=== What you need to do ===
1) Duplicate the part of the zero-code instrumentation passage that opens with the words containing "These two approaches" and closes with "and available features.".
2) Answer these questions from the zero-code instrumentation passage:
(a) At what level does OBI operate?
(b) What format do traditional instrumentation agents typically use to export telemetry data?
(c) Which compiled languages does OBI extend coverage to?
3) From the zero-code instrumentation passage, list every language for which traditional zero-code instrumentation is available.

=== Supplied passage ===

===

Instrumentation Strategies: OBI and zero-code instrumentation

Zero-code instrumentation enables you to instrument applications and export telemetry data without modifying application source code. There are currently two primary approaches to zero-code instrumentation:

  • Traditional language-specific instrumentation agents, which integrate with the application runtime
  • Out-of-process eBPF-based Instrumentation (OBI), which operates at the kernel level

Traditional instrumentation agents configure the application to automatically generate and export telemetry data in a supported format (typically OTLP) to a compatible endpoint, such as an OTLP receiver or Splunk Observability Cloud.

In contrast, OBI operates out-of-process, using eBPF to capture telemetry at the kernel and network level, while still exporting data to OTLP-compatible endpoints.

Traditional zero-code instrumentation is available for languages such as Java, Node.js, .NET, Go, Python, and PHP, and provides deep visibility into applications using supported libraries and frameworks. OBI expands this coverage to a broader set of environments, including compiled languages such as C, C++, and Rust, as well as third-party and legacy systems.

These two approaches are not mutually exclusive. Instead, they provide complementary capabilities, combining rapid, low-overhead deployment with deep application-level insights.

The sections below compare these models across key dimensions such as instrumentation model, visibility, compatibility, operational characteristics, and available features.

===

=== Recorded information ===

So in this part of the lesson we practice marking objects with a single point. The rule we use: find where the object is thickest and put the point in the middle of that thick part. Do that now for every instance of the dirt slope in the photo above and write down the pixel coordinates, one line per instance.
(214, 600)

===

=== Per-task answers ===
1)
These two approaches are not mutually exclusive. Instead, they provide complementary capabilities, combining rapid, low-overhead deployment with deep application-level insights.

The sections below compare these models across key dimensions such as instrumentation model, visibility, compatibility, operational characteristics, and available features.

2)
(a) The kernel level.
(b) OTLP.
(c) C, C++, and Rust.

3)
Java
Node.js
.NET
Go
Python
PHP